Extracted entries
☆ ☆ ☆ ☆ ☆

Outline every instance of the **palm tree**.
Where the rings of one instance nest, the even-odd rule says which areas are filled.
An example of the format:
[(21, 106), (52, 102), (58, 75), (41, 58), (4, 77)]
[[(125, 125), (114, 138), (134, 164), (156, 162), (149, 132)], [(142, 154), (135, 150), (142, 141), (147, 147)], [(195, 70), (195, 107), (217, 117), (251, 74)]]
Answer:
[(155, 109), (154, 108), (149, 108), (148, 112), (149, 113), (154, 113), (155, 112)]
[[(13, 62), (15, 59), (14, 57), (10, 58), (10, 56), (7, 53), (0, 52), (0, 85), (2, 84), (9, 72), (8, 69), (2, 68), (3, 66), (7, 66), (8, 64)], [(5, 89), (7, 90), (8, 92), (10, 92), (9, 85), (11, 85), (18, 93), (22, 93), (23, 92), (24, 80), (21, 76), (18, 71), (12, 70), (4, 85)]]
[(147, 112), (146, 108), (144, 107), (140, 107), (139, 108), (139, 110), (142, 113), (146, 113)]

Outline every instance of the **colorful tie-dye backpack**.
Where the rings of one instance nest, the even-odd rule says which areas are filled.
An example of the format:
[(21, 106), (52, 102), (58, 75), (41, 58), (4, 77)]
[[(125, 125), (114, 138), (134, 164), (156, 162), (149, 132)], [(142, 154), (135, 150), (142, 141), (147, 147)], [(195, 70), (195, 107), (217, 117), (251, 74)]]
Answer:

☆ ☆ ☆ ☆ ☆

Work to be completed: Rewrite the lines of the entries as a numbered list, from the line containing "Outline every instance of the **colorful" through the last line of the entries, inclusive. Leave out any blank lines.

Right answer:
1. Outline every instance of the **colorful tie-dye backpack**.
2. Where the rings of one instance nest, the even-odd rule says which areas are filled.
3. An example of the format:
4. [(21, 106), (52, 102), (58, 75), (41, 58), (4, 77)]
5. [[(125, 125), (114, 138), (134, 164), (156, 162), (149, 132)], [(142, 154), (135, 150), (142, 141), (147, 147)], [(195, 70), (195, 107), (217, 117), (251, 74)]]
6. Answer:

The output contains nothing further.